• STATED EXERCISE: Extract, exactly as written, all lines of the material below from the line that includes "Check that every instance of the bare twig" through its last line.

------------------------------

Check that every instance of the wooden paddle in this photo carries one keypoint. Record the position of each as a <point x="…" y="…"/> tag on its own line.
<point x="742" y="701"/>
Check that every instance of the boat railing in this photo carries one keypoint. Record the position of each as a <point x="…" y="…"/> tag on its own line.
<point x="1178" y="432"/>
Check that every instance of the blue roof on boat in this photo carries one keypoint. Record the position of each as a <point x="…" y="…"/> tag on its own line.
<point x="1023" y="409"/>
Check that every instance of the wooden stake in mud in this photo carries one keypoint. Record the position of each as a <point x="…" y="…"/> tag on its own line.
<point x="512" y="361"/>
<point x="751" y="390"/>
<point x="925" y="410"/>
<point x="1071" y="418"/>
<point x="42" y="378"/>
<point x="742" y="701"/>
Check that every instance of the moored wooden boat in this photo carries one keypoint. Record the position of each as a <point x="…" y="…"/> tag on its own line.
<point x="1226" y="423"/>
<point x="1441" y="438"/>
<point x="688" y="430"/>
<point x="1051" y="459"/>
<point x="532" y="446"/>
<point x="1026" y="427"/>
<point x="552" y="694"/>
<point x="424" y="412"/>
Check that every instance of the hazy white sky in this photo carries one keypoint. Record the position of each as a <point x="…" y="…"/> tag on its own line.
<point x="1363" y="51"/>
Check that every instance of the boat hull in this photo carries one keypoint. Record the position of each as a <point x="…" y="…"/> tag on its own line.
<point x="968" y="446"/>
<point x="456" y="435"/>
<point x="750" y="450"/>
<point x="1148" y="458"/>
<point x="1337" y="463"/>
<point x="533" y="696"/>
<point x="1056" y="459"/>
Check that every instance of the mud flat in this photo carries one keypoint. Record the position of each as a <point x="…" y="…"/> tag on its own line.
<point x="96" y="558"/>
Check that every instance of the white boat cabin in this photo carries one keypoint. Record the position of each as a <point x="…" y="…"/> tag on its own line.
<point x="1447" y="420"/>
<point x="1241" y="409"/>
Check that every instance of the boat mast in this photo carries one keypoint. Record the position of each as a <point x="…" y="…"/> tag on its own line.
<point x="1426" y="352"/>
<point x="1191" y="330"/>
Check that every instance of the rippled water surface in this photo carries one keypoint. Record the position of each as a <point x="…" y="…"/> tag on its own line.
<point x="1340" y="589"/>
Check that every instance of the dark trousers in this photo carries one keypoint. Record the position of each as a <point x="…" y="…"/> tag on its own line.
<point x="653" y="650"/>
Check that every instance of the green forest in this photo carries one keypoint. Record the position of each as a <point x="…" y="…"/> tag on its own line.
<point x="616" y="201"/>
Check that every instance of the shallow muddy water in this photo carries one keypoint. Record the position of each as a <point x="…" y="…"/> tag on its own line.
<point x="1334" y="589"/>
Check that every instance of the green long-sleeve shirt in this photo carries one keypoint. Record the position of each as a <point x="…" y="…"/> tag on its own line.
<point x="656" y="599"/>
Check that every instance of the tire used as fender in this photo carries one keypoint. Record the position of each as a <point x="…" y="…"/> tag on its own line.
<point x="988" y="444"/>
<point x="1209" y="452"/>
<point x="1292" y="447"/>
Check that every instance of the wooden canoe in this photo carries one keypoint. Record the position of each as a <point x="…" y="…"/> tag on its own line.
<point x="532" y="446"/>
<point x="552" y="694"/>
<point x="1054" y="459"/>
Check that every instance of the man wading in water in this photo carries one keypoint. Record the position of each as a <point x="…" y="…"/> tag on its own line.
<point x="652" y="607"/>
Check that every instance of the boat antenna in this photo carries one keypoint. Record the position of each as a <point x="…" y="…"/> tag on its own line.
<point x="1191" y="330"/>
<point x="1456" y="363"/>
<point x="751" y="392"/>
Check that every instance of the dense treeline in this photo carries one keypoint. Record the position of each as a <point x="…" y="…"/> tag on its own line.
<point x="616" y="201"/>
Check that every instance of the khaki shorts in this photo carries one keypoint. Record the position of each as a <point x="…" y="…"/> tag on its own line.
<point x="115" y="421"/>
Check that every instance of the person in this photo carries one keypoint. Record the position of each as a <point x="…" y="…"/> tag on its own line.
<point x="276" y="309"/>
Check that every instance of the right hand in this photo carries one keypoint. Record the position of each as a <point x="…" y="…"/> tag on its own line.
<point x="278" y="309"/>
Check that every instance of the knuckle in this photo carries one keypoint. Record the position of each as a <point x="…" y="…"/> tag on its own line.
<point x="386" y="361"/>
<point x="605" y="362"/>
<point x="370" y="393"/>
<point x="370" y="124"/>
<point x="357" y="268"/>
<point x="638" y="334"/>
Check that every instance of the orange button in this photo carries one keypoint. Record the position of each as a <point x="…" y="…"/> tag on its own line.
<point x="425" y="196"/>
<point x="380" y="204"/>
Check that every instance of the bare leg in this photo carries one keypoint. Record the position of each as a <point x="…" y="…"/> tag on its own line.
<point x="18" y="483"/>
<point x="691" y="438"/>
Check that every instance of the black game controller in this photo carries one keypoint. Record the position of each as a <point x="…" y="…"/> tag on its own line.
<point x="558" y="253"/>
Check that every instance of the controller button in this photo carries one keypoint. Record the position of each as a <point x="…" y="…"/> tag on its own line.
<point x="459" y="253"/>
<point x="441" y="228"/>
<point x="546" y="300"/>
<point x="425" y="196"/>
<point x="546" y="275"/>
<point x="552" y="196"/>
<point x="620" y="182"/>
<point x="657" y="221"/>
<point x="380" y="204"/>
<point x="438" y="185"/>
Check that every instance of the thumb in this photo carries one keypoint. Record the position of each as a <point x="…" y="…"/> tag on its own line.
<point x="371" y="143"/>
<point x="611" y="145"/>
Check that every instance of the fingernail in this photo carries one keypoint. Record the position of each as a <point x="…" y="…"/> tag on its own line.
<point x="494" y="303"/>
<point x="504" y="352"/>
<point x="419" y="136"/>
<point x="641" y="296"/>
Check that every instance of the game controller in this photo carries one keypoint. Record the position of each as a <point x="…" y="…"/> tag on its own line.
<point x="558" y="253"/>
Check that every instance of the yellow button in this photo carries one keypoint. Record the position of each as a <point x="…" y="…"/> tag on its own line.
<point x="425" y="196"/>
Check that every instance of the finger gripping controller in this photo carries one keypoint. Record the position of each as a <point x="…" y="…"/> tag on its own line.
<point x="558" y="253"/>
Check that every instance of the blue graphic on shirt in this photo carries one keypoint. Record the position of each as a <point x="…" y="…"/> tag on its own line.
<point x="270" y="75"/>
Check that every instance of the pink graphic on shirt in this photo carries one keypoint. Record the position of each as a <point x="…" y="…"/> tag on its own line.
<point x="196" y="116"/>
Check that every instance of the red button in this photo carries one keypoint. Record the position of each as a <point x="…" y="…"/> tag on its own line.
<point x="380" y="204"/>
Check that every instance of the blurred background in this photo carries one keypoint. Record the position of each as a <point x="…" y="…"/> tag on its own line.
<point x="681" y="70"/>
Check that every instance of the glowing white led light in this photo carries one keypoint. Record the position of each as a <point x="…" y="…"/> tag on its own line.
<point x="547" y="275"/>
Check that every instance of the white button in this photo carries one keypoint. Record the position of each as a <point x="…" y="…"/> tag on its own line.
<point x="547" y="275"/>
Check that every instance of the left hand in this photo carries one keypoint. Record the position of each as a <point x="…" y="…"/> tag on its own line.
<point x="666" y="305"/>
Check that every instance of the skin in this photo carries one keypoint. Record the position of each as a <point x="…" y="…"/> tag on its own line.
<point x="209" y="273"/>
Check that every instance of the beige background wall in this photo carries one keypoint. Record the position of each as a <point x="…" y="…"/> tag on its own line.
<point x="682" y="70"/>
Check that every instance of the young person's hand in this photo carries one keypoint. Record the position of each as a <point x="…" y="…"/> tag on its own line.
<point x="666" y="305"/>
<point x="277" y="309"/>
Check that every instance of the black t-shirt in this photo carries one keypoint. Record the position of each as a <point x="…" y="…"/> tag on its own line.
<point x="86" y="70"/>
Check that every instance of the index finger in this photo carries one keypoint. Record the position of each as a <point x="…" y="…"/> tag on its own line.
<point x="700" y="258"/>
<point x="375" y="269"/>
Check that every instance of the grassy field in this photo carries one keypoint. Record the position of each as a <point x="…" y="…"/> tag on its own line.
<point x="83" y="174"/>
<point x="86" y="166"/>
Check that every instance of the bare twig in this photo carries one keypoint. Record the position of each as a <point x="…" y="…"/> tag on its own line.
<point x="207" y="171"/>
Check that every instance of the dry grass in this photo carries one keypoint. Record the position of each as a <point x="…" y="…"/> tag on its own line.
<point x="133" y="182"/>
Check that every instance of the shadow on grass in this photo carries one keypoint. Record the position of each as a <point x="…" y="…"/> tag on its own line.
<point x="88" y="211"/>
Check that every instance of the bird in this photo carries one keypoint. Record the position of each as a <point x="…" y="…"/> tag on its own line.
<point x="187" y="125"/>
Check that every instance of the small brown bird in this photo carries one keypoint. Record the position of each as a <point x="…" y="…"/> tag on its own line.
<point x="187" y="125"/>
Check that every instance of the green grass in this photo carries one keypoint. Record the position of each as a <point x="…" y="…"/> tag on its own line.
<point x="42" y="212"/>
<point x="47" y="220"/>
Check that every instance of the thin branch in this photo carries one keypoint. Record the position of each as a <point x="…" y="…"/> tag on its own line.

------------------------------

• PROBLEM SOLUTION:
Check that every instance of the bare twig in this photo carries one keypoint. Record the position of each as a <point x="…" y="…"/> tag on its own line.
<point x="207" y="171"/>
Check that every instance of the dry grass in this photo carries one keypoint. Record the position of each as a <point x="…" y="…"/> tag on its own line.
<point x="133" y="182"/>
Check that every instance of the shadow on grass in this photo carries one keypoint. Record the position of each as a <point x="…" y="…"/> tag on its own line.
<point x="88" y="211"/>
Check that every instance of the bird in this photo carries one keypoint. Record the position of each as a <point x="…" y="…"/> tag on its own line.
<point x="187" y="125"/>
Check that every instance of the small brown bird in this photo carries one keypoint. Record the position of each as a <point x="…" y="…"/> tag on its own line.
<point x="187" y="125"/>
Check that every instance of the green grass in this photo carries one keypoint. Record the position of each as a <point x="…" y="…"/> tag on its own line.
<point x="42" y="212"/>
<point x="47" y="220"/>
Check that every instance of the thin branch in this photo carries one keypoint. Record the position of each as a <point x="…" y="…"/> tag on its own line.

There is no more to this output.